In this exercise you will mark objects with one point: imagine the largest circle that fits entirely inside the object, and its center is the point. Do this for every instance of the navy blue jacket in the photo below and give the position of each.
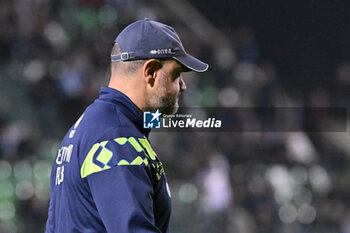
(106, 176)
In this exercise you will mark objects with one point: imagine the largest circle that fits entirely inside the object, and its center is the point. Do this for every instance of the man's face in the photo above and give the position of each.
(168, 86)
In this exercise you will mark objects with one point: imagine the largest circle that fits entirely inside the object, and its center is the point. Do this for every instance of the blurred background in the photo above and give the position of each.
(54, 56)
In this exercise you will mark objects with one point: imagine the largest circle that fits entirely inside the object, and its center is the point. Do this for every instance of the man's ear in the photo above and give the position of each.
(149, 70)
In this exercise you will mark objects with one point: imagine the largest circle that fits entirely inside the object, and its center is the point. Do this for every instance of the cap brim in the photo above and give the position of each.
(191, 63)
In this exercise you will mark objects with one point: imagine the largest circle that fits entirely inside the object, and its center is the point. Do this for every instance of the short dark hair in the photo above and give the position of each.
(126, 66)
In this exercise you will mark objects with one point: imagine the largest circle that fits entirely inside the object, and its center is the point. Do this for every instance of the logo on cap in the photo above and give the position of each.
(160, 51)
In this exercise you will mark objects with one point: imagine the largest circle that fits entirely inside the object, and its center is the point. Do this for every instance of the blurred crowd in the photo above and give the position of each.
(54, 58)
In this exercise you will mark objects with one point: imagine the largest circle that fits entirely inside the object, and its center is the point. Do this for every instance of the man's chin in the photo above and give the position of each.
(170, 110)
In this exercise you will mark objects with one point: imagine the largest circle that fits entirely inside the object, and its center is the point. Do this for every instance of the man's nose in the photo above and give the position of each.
(182, 85)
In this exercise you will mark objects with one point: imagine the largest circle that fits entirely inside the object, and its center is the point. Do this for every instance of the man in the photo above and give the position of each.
(106, 176)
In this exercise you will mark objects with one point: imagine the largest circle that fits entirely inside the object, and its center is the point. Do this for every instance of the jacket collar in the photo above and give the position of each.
(127, 107)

- Work to complete
Return the entries verbatim without images.

- Response area
In this exercise you will mark objects with one point: imagine the largest circle that fits entirely inside the object, and its center is the point. Do this for every instance of the navy blue jacket in the photo below and give the position of each.
(106, 176)
In this exercise you will mark objects with one point: imagine the largest circle that fits entirely inside the object, and its center is the point. Do this for every instance of the man's face in the photo above and give the position of each.
(168, 86)
In this exercise you will mark objects with one point: imagine the largest circle that fits entirely inside the object, and its center is the point. Do this for every instance of the blurred background in the photo above and give the position of each.
(54, 56)
In this exercise you will mark objects with one point: imagine the largest circle that fits entirely inside the object, and its center is the point. Do this for every instance of the man's ear in the photo above and give the position of each.
(149, 70)
In this exercise you will mark objects with one point: imagine the largest circle that fits entirely inside the object, and its center is the point. Do this for every instance of the cap brim in the photo above and give the position of each.
(191, 63)
In this exercise you will mark objects with one point: imagine the largest circle that fits entirely inside the object, and its center is the point. Do this for every instance of the short dark hair in the photo above and give the position of each.
(126, 66)
In this exercise you will mark objects with one point: imagine the largest circle that fits entirely inside the object, and its center is the point. Do this for every instance of the logo on cap in the photo above and give the position of each.
(160, 51)
In this exercise you will mark objects with one point: imagine the largest circle that fits entirely inside the object, and its center is the point. Do this for every instance of the blurred crowd in the photo above and give the position of each.
(54, 58)
In this exercise you will mark objects with one point: imagine the largest circle that fits entirely inside the object, and its center is the point. Do this for every instance of the man's chin in the photo above and give the position of each.
(170, 110)
In this exercise you will mark objects with one point: imagine the largest circle that fits entirely inside the object, and its center is the point. Do this for every instance of the man's nose in the photo above and give the position of each.
(182, 85)
In this exercise you will mark objects with one point: imagine the largest circle that fits entirely inside the object, and its center is the point. Do this for every instance of the man in the photo above and give the position of each.
(106, 176)
In this exercise you will mark objects with one point: imagine the largest circle that fits entirely inside the object, and its center is the point. Do this for every instance of the jacket collar in the photo above and give the position of each.
(127, 107)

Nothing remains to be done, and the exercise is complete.